# Records for this exercise:
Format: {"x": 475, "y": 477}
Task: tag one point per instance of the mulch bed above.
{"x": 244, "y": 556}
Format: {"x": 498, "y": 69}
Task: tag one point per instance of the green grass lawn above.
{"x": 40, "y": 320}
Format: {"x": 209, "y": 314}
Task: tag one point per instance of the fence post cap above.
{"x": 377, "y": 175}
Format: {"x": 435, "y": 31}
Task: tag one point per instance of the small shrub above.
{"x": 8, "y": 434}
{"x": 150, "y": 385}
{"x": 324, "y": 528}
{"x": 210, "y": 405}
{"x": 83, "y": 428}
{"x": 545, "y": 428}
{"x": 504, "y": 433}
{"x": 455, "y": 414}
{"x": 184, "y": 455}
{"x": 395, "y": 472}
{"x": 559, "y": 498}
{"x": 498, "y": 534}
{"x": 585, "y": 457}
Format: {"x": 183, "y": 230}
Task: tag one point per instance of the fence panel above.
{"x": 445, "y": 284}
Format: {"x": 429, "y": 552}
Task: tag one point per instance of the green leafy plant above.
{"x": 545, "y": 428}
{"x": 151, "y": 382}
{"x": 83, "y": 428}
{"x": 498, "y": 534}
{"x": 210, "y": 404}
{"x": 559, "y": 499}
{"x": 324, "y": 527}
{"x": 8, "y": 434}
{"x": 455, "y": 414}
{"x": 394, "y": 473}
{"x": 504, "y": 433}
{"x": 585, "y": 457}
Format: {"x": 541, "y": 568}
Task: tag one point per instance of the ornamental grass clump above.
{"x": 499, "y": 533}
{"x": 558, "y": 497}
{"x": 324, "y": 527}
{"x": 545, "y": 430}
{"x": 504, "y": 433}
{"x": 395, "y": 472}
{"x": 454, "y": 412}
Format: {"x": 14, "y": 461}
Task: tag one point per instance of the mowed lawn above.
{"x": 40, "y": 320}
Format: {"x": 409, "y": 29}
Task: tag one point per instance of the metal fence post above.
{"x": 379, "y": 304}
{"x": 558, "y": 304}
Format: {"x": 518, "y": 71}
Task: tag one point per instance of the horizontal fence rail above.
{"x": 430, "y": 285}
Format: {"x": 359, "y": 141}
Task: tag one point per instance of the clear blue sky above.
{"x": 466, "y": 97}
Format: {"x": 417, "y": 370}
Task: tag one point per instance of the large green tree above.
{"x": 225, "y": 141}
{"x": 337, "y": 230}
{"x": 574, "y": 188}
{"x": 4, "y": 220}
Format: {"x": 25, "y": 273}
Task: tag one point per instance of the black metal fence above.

# Your task:
Take the lines from the one containing "Task: tag one point per instance of the fence panel" through the final line of the entries above, and set them down exactly, with nothing added.

# Answer box:
Task: tag one point per instance of the fence panel above.
{"x": 445, "y": 284}
Format: {"x": 429, "y": 552}
Task: tag one point per instance of the green leafy plant above.
{"x": 545, "y": 428}
{"x": 151, "y": 382}
{"x": 83, "y": 428}
{"x": 498, "y": 534}
{"x": 210, "y": 404}
{"x": 559, "y": 499}
{"x": 324, "y": 527}
{"x": 8, "y": 434}
{"x": 455, "y": 414}
{"x": 394, "y": 473}
{"x": 504, "y": 433}
{"x": 585, "y": 457}
Format: {"x": 541, "y": 568}
Task: tag one point per instance of the ornamental grass clump above.
{"x": 499, "y": 533}
{"x": 558, "y": 497}
{"x": 324, "y": 527}
{"x": 545, "y": 430}
{"x": 504, "y": 433}
{"x": 395, "y": 472}
{"x": 454, "y": 412}
Format: {"x": 14, "y": 461}
Task: tag one point per instance of the mowed lawn above.
{"x": 40, "y": 320}
Format: {"x": 409, "y": 29}
Task: tag one point per instance of the metal fence post above.
{"x": 379, "y": 304}
{"x": 558, "y": 304}
Format: {"x": 518, "y": 71}
Task: tag one point per instance of the horizontal fence rail above.
{"x": 430, "y": 285}
Format: {"x": 359, "y": 141}
Task: tag one point per instance of the clear blue sky above.
{"x": 466, "y": 97}
Format: {"x": 417, "y": 370}
Task: tag one point per instance of the large green tree above.
{"x": 225, "y": 141}
{"x": 337, "y": 230}
{"x": 574, "y": 188}
{"x": 4, "y": 220}
Format: {"x": 25, "y": 273}
Task: tag one point per instance of the black metal fence above.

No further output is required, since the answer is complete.